Set problem 1: Reproduce verbatim the stretch of the referral-code post below from "But looking at" through "than query parameters).".

==== Extract ====

HTTP Query String vs URL Parameter for referral codes

http-requestlaravelrouting

I'm working with a Laravel app and am development a "referral" feature. A user clicks "refer friend" and a URL pops up that can be shared on Facebook etc, when another user clicks on the link they are taken to the site, a session parameter is set, and later if the user signs up, the original user gets credit.

There are two ways to accomplish this. a query string www.example.com?invite=123 or routing parameter www.example.com/invite/123

As I was reading this answer https://softwareengineering.stackexchange.com/questions/270898/designing-a-rest-api-by-uri-vs-query-string/285724#285724 I seemed to get the idea that query strings are useful for non-hierarchical data. This is how sites such as Copy.com work with their rerrals.

But looking at other examples on the internet, for example DropBox, Lyft, Hulu, Uber and others use route parameters (more seem to use route parameters than query parameters).

A query string is more cumbersome or confusing verbally tell someone or to write down on paper (and less visually appealing), but it also makes site previews easier when sharing on Facebook (no need to dynamically generate og:image tags etc each time the URL and code are parsed)

====

Set problem 2: List every line in the rows below that contains the string "tree", treating case as significant.

==== Records for this task ====

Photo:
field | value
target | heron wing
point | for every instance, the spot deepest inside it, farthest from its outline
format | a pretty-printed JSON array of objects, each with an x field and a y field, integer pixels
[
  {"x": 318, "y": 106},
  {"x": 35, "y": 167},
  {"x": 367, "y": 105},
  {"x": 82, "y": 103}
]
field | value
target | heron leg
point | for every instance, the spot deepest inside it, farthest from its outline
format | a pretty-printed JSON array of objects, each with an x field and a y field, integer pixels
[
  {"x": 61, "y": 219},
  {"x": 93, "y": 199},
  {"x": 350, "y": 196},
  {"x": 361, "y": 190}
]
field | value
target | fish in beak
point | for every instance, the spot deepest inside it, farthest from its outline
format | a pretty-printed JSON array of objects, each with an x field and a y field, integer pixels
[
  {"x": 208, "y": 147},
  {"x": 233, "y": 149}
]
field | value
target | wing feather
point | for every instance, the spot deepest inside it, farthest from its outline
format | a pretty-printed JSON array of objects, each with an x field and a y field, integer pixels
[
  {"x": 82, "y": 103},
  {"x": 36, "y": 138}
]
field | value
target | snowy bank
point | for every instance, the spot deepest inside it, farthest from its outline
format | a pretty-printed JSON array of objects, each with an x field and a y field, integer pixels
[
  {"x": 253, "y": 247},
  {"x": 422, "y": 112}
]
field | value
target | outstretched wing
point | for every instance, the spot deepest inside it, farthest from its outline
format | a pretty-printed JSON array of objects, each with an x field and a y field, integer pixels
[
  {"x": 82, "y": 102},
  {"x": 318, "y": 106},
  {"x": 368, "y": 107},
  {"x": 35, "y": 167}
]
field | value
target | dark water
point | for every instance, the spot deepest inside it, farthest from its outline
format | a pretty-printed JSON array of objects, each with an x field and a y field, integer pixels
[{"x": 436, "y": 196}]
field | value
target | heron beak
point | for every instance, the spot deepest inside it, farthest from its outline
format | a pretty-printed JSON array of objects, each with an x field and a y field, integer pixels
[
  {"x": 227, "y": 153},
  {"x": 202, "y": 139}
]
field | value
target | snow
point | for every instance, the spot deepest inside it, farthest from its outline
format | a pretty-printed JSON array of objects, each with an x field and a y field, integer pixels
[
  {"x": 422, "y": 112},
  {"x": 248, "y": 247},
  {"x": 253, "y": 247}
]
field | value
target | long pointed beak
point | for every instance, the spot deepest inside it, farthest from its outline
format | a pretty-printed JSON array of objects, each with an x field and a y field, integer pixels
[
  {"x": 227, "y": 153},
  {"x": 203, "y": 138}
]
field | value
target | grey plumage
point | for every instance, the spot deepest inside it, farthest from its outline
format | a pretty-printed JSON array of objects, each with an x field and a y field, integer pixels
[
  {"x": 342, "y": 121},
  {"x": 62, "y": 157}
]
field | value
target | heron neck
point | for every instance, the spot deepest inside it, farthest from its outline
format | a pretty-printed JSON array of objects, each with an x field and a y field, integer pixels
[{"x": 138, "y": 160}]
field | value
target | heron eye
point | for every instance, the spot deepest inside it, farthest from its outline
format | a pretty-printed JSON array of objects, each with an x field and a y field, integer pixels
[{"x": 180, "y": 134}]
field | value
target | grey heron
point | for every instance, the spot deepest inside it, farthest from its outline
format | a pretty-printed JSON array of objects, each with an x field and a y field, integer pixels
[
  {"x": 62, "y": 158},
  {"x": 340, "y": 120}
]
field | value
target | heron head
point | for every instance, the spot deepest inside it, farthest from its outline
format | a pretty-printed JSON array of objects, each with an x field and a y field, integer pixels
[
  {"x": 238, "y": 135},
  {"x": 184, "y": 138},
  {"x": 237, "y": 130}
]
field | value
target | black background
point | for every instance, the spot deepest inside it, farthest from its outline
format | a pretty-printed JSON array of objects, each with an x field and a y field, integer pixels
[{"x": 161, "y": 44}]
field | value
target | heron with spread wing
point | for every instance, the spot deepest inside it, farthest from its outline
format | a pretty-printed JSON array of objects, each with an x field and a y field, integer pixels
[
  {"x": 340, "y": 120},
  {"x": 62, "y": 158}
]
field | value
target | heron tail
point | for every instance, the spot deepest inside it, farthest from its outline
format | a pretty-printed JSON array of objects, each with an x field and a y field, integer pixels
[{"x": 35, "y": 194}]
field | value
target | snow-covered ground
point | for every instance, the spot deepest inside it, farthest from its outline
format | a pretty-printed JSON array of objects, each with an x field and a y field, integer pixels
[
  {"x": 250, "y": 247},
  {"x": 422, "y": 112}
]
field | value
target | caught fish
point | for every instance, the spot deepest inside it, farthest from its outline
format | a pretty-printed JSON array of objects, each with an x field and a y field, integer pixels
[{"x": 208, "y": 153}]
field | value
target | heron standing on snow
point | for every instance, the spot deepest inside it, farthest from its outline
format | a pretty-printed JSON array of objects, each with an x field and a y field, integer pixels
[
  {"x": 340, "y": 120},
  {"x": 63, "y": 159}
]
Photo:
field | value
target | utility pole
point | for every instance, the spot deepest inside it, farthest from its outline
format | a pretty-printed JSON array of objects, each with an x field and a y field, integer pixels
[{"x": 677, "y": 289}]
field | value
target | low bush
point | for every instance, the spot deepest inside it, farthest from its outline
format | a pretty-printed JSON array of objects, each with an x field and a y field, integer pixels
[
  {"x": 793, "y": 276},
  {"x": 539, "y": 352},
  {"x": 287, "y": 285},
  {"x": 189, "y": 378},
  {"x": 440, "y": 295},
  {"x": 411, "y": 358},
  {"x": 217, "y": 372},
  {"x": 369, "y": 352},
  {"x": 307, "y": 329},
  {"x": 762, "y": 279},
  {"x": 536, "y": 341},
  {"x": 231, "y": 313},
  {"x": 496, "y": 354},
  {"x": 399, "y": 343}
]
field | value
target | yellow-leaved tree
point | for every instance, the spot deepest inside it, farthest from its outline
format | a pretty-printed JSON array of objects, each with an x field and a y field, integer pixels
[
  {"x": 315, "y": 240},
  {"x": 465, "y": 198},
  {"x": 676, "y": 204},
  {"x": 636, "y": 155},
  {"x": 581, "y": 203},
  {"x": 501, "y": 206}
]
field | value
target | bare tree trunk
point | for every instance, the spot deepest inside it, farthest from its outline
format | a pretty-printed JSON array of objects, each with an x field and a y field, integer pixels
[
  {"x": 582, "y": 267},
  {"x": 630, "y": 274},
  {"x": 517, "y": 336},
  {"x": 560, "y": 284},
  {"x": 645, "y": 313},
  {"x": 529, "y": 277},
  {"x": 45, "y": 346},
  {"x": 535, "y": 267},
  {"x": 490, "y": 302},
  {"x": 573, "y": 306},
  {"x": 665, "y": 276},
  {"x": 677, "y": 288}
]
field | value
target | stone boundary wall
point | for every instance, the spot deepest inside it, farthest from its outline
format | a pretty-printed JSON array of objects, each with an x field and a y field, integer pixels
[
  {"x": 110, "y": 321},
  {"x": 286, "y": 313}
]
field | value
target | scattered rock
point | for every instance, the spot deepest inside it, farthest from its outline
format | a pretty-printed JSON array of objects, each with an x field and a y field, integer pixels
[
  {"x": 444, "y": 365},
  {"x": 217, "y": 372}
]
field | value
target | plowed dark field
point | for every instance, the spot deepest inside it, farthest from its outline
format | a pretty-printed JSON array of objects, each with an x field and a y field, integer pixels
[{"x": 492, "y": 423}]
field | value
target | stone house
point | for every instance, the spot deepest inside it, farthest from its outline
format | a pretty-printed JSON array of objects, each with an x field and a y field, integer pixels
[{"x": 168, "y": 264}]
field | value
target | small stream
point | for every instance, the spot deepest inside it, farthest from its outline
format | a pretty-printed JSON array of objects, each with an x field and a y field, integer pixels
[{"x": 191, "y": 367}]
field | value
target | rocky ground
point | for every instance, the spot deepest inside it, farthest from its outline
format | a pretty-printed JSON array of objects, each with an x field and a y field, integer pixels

====

Task answer 1:
But looking at other examples on the internet, for example DropBox, Lyft, Hulu, Uber and others use route parameters (more seem to use route parameters than query parameters).

Task answer 2:
target | yellow-leaved tree
target | bare tree trunk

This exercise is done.